**ENTRIES SUPPLIED:**
+++
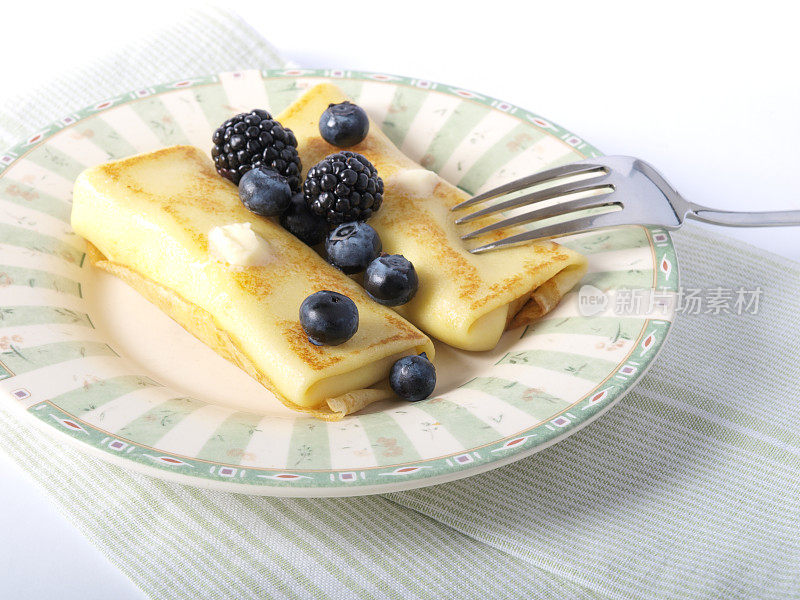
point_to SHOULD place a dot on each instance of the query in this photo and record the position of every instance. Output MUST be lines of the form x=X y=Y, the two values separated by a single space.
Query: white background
x=708 y=92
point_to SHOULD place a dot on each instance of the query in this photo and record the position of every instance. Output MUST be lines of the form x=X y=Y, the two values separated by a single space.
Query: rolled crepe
x=465 y=300
x=147 y=219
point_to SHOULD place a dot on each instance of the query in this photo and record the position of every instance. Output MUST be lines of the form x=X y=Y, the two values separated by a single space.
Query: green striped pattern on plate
x=538 y=386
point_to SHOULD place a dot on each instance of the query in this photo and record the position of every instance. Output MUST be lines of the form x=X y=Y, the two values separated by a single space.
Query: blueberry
x=413 y=377
x=352 y=246
x=264 y=192
x=391 y=280
x=302 y=223
x=328 y=318
x=344 y=124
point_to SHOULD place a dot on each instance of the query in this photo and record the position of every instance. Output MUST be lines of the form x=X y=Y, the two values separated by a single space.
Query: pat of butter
x=238 y=245
x=419 y=183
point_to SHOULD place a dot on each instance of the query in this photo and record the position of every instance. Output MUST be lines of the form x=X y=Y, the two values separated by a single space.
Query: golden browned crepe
x=464 y=299
x=147 y=219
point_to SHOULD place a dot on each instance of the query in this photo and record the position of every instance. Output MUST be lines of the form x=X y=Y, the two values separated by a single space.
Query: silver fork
x=637 y=193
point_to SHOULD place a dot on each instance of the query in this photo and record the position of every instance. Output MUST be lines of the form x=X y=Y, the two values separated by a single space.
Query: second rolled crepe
x=464 y=299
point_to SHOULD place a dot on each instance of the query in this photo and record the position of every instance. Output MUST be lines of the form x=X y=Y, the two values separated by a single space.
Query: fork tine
x=559 y=229
x=573 y=187
x=530 y=180
x=561 y=208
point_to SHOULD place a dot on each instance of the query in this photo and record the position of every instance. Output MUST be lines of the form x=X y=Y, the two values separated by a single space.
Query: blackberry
x=343 y=187
x=255 y=139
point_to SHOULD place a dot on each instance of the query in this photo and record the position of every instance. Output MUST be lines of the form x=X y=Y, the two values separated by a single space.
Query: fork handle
x=775 y=218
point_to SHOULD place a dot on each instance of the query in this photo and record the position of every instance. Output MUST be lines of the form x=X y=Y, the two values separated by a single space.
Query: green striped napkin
x=688 y=488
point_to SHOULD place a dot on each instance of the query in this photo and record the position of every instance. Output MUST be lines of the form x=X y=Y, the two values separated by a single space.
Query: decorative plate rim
x=411 y=474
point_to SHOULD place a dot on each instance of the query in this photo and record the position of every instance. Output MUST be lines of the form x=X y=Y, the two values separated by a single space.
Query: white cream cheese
x=239 y=246
x=419 y=183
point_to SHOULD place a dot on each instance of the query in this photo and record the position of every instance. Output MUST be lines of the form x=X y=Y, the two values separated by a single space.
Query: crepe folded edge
x=202 y=325
x=547 y=296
+++
Begin with the line that contains "Query: fork tine" and quote each line after it exactly, stopping after the last line of the data.

**SOLUTION TO THE PROBLEM:**
Query: fork tine
x=559 y=229
x=573 y=187
x=530 y=180
x=561 y=208
point_to SHOULD place a dot on each instance of the query in this photo and record the position of every instance. Output MUST be lines of the form x=X y=Y, the two values separated by a single space.
Query: blackberry
x=343 y=187
x=255 y=139
point_to SHOULD place a dot on each instance of the query in this photo and record the position of every instance. Output MUST be lines of the form x=X y=Y, the two values separated by a single space.
Query: fork handle
x=775 y=218
point_to SHOULD place a dot on each instance of the query in this photo and record the position of every instance. Output MUST be lines of the form x=X y=Y, the two values separated by a single space.
Query: green striped napkin
x=688 y=488
point_to SHOULD place a dot on each instance of the query in this photo and record the position of every instance. Output MUST be lines of the form x=X y=Y, the two values separated by a single space.
Query: decorative plate rim
x=411 y=474
point_to SHOULD place a dot on each instance of the query in this photo and record the position of every instance. Output MUST be lines of the form x=X y=Y, the two values separated by a single space.
Query: white cream cheese
x=239 y=246
x=419 y=183
point_to SHOULD place a dot on each instance of the query in this photo and record the position of every instance. Output MUST be lines of the form x=X y=Y, the two values separated by a single space.
Query: crepe folded edge
x=202 y=325
x=547 y=296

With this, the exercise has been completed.